__WORK REQUEST__: Write out every line of the data below as a JSON list of strings, one string per line, and skip any blank lines. Leave the pictures out.

__DATASET RECORDS__:
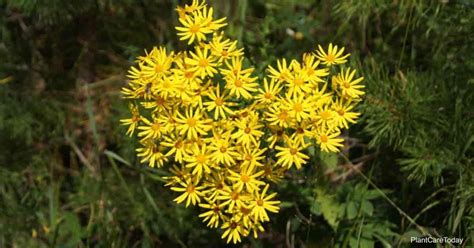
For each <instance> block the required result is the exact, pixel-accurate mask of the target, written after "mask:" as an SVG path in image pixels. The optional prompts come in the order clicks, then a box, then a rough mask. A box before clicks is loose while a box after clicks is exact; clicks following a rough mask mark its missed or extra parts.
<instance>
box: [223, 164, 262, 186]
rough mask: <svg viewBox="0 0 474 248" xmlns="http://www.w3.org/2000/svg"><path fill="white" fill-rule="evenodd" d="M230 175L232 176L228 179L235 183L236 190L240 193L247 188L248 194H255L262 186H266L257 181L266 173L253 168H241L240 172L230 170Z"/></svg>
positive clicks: (251, 167)
mask: <svg viewBox="0 0 474 248" xmlns="http://www.w3.org/2000/svg"><path fill="white" fill-rule="evenodd" d="M229 173H230V175H229V177H228V178H229V180H230V181H231V182H233V185H234V187H235V189H237V190H238V191H242V190H243V189H244V187H245V190H246V191H247V192H253V191H254V190H256V189H258V187H259V186H260V185H264V184H265V183H264V182H262V181H260V180H258V179H257V178H259V177H260V176H261V175H262V174H263V173H264V171H262V170H261V171H256V170H255V167H253V166H247V167H244V168H241V170H240V172H235V171H233V170H229Z"/></svg>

__PROBLEM SOLUTION__:
[
  "For each <instance> block the required result is the exact, pixel-accurate mask of the target, written after \"mask:\" as an SVG path in image pixels. The optional prompts come in the order clicks, then a box, then a rough mask. A box before clicks is loose while a box after clicks is exact; clicks following a rough mask mark its missed or extra parts.",
  "<instance>",
  "box: [223, 164, 262, 186]",
  "rough mask: <svg viewBox=\"0 0 474 248\" xmlns=\"http://www.w3.org/2000/svg\"><path fill=\"white\" fill-rule=\"evenodd\" d=\"M230 175L232 176L228 179L235 183L236 190L240 193L247 188L248 194H255L262 186H266L257 181L266 173L253 168H241L240 172L230 170Z\"/></svg>",
  "positive clicks: (251, 167)",
  "mask: <svg viewBox=\"0 0 474 248\" xmlns=\"http://www.w3.org/2000/svg\"><path fill=\"white\" fill-rule=\"evenodd\" d=\"M229 173H230V175H229V177H228V178H229V180H230V181H231V182H233V185H234V187H235V189H237V190H238V191H242V190H243V189H244V187H245V190H246V191H247V192H253V191H254V190H256V189H258V187H259V186H260V185H264V184H265V183H264V182H262V181H260V180H258V179H257V178H259V177H260V176H261V175H262V174H263V173H264V171H262V170H261V171H256V170H255V167H253V166H247V167H244V168H241V170H240V172H235V171H233V170H229Z\"/></svg>"
]